▶ _GIVEN INSTRUCTION_
Quote all of the lines below word for word, leaving the pictures out of your answer.

=== RAW DATA ===

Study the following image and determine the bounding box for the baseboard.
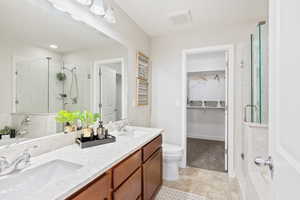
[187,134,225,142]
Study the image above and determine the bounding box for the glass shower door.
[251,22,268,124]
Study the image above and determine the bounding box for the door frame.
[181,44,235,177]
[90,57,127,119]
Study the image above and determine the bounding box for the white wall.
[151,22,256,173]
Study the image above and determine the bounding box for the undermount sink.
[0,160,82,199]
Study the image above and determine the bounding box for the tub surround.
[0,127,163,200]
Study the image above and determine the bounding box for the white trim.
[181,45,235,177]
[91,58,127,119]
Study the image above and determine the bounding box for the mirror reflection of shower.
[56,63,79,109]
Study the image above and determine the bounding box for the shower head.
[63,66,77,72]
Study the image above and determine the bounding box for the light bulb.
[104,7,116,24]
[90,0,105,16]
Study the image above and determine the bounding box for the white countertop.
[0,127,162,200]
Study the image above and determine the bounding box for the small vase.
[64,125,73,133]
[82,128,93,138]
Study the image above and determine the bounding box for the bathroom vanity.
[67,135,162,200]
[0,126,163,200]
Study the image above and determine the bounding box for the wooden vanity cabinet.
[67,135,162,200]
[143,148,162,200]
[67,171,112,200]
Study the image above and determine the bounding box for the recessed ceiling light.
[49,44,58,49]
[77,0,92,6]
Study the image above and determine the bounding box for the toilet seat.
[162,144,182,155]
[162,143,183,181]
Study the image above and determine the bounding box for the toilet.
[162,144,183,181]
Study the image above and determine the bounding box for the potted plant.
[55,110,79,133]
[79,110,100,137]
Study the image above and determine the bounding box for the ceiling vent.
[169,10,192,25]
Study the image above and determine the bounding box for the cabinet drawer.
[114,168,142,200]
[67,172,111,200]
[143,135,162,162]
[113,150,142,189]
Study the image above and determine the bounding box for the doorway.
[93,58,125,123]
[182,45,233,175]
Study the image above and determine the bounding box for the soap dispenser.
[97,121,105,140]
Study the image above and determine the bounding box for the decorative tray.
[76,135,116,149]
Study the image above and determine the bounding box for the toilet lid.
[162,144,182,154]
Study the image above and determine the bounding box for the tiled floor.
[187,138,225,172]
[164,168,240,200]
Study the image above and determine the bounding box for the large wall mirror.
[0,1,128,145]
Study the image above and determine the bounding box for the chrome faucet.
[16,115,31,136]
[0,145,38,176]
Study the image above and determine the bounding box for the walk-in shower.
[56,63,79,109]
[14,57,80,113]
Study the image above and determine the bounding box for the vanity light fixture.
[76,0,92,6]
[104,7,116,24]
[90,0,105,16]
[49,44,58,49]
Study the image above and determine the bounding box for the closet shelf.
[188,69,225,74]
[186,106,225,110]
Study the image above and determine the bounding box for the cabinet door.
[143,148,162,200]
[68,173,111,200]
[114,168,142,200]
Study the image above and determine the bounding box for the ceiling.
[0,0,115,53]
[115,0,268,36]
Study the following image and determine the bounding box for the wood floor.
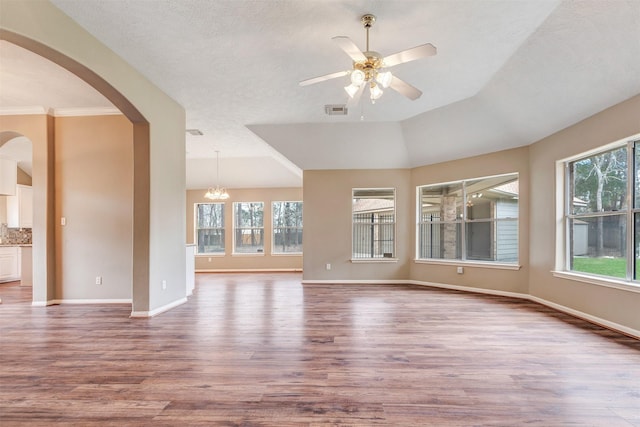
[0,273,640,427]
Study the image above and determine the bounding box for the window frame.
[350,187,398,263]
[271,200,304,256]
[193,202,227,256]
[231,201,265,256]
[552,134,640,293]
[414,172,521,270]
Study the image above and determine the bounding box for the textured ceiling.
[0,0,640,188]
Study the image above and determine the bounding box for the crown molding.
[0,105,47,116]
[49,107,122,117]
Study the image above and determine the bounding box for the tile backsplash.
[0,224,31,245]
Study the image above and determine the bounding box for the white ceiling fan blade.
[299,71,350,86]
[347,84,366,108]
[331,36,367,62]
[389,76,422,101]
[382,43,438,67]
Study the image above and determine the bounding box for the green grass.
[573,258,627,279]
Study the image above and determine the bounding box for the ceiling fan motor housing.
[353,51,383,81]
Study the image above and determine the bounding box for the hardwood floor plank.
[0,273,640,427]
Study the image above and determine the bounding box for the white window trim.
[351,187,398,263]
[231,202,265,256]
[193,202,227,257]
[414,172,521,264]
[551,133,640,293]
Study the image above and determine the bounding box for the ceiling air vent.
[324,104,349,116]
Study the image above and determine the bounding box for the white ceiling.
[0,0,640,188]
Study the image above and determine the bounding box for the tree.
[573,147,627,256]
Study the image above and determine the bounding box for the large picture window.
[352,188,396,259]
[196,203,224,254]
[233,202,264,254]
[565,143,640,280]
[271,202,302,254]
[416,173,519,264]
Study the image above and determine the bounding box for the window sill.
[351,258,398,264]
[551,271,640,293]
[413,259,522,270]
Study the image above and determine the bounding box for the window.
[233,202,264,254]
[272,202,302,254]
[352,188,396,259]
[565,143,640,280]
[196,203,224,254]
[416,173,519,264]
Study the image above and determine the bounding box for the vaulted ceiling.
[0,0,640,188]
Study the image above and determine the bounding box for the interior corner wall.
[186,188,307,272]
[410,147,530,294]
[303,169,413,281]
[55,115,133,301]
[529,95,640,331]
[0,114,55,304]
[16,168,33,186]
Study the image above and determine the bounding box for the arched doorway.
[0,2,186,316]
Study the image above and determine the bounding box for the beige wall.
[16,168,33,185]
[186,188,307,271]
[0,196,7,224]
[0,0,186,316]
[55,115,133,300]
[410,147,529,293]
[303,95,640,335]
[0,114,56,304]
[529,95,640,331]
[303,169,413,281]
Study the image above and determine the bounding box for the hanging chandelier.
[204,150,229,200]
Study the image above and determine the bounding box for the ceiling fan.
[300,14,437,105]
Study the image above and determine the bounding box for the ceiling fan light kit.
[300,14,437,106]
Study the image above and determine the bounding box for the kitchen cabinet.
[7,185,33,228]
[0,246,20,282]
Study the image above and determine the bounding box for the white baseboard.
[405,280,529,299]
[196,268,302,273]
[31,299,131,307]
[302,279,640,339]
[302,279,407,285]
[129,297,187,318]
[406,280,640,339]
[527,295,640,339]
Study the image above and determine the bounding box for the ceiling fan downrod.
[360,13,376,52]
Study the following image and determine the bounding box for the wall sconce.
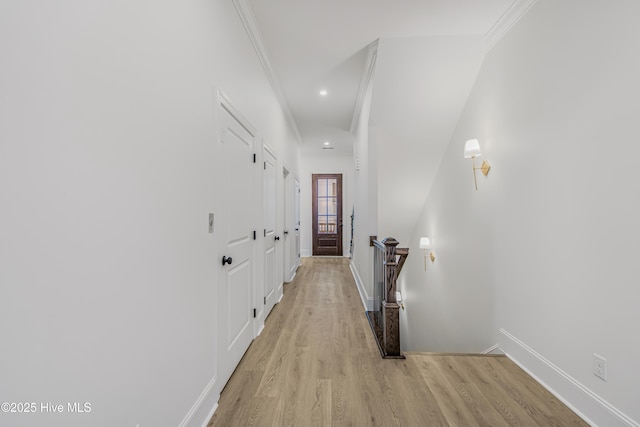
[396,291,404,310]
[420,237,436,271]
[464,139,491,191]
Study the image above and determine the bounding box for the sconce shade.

===

▶ _WRITTEN SOLUTION_
Study the following image and determine the bounding box for the baseboard.
[187,134,225,142]
Study the image above and determine the bounding box for the glass shower door.
[251,22,268,124]
Study the image above and determine the bounding box for the door frame.
[181,44,235,177]
[90,57,127,119]
Study the image above and determine the bounding box for the white wall.
[151,22,256,173]
Study the image above and determine the bounding box for the undermount sink.
[0,160,82,199]
Study the image above and determine the bounding box for the tub surround.
[0,127,163,200]
Study the image above and determine the bounding box for the white trim.
[181,45,235,177]
[91,58,127,119]
Study the image above and determine the bounding box for the mirror reflection of shower.
[56,63,79,109]
Study the image above and determine the bounding box for the shower head.
[63,66,77,72]
Study the image above and determine the bounding box for the light bulb.
[104,7,116,24]
[90,0,105,16]
Study the image above and determine the bounding box for the white countertop.
[0,127,162,200]
Study the image above and determine the bounding box for the small vase.
[64,125,73,133]
[82,128,93,138]
Study the image above and determine the bounding box for the bathroom vanity.
[67,135,162,200]
[0,126,163,200]
Study the image above and determine the bounding box for the wooden vanity cabinet.
[67,135,162,200]
[143,148,162,200]
[67,171,112,200]
Study the image above and determine the bounding box for the recessed ceiling light.
[49,44,58,49]
[77,0,92,6]
Study the image above and determine the bounding box for the toilet seat.
[162,144,182,155]
[162,143,183,181]
Study the image above and determine the bounding box for the toilet.
[162,144,183,181]
Study the image above and determine the bounding box for the potted plant.
[55,110,79,133]
[79,110,100,137]
Study the image above and determine the bounding box for the ceiling vent.
[169,10,192,25]
Study the image above and determine the bounding box for the cabinet drawer.
[114,168,142,200]
[67,172,111,200]
[143,135,162,162]
[113,150,142,189]
Study the image above and determine the bounding box for the doorway.
[93,58,125,123]
[182,45,233,175]
Study the image above and determine the bounding box for the soap dispenser.
[97,121,105,140]
Study the image above and determine the bounding box for the decorative tray.
[76,135,116,149]
Study the image above and determine the bounding box for the toilet lid.
[162,144,182,154]
Study the image above and determine the bounding box for the tiled floor.
[187,138,225,172]
[164,168,240,200]
Study the image above and determine the bounding box for the large wall mirror.
[0,1,128,145]
Study the image above and determine the bounding box for the chrome faucet.
[16,115,31,136]
[0,145,38,176]
Study the image above and determine the bounding box for the walk-in shower.
[56,63,79,109]
[14,57,80,113]
Study the image above and determine the bounding box for the vanity light fixture.
[76,0,92,6]
[104,7,116,24]
[90,0,105,16]
[49,44,58,49]
Study the image above and determine the bounding box for the closet shelf.
[188,69,225,74]
[186,106,225,110]
Study the image above and determine the bounding box for the cabinet door.
[143,148,162,200]
[68,173,111,200]
[114,168,142,200]
Study the image above and determine the bounding box for the ceiling.
[0,0,115,53]
[115,0,268,36]
Study the following image and determine the bounding box for the wood floor.
[0,273,640,427]
Study the image above and determine the bounding box for the window frame.
[350,187,398,263]
[271,200,304,256]
[193,202,227,256]
[231,201,265,256]
[552,134,640,293]
[414,172,521,270]
Study the image above and determine the bounding box for the textured ceiling.
[0,0,640,188]
Study the image above and determine the bounding box for the crown molding.
[0,105,47,116]
[49,107,122,117]
Study the image above and determine the bounding box for the tile backsplash.
[0,224,31,245]
Study the image above and determine the bounding box for the white ceiling fan blade.
[299,71,350,86]
[347,84,366,108]
[331,36,367,62]
[389,76,422,101]
[382,43,438,67]
Study the image above and determine the bounding box for the green grass.
[573,258,627,279]
Study the image above and determine the bounding box for the ceiling fan motor housing.
[353,51,383,81]
Study the image above and determine the bounding box for the hardwood floor plank.
[0,273,640,427]
Study the image above and determine the bounding box for the white window trim.
[351,187,398,263]
[231,202,265,256]
[193,202,227,257]
[414,172,521,264]
[551,133,640,293]
Study the image above and determine the bounding box for the ceiling air vent.
[324,104,349,116]
Study the image above and determine the bounding box for the white ceiling.
[0,0,640,188]
Study the image above and determine the bounding box for the tree.
[573,147,627,256]
Study the image above and determine the bounding box for the large picture window.
[352,188,396,259]
[196,203,224,254]
[233,202,264,254]
[565,143,640,280]
[271,202,302,254]
[416,173,519,264]
Study the image above and determine the bounding box for the window sill.
[351,258,398,264]
[551,271,640,293]
[413,259,522,270]
Study the image above and determine the bounding box for the window.
[233,202,264,254]
[272,202,302,254]
[352,188,396,259]
[565,143,640,280]
[196,203,224,254]
[416,173,519,264]
Study the image above and determine the bounding box for the vaulted ceiling.
[0,0,640,188]
Study the image above and determine the bounding box for the interior corner wall.
[186,188,307,272]
[410,147,530,294]
[303,169,413,281]
[55,115,133,301]
[529,95,640,331]
[0,114,55,304]
[16,168,33,186]
Study the image above and determine the bounding box for the arched doorway.
[0,2,186,316]
Study the image above and determine the bounding box for the beige wall.
[16,168,33,185]
[186,188,307,271]
[0,196,7,224]
[0,0,186,316]
[55,115,133,300]
[410,147,529,293]
[303,95,640,335]
[0,114,56,304]
[529,95,640,331]
[303,169,413,281]
Study the image above and determine the bounding box for the hanging chandelier.
[204,150,229,200]
Study the image above and determine the bounding box for the ceiling fan.
[300,14,437,105]
Study the image above and determine the bounding box for the ceiling fan light kit.
[300,14,437,106]
Study the image above and determine the bounding box for the kitchen cabinet.
[7,185,33,228]
[0,246,20,282]
Study the image above and determine the bounding box for the white baseboard.
[405,280,529,299]
[196,268,302,273]
[31,299,131,307]
[302,279,640,339]
[302,279,407,285]
[129,297,187,318]
[406,280,640,339]
[527,295,640,339]
Study the image above and determine the bounding box for the ceiling fan downrod.
[360,13,376,52]
Study the following image and determine the bounding box for the wall sconce.
[396,291,404,310]
[420,237,436,271]
[464,139,491,191]
Study the image above and determine the bounding box for the sconce shade.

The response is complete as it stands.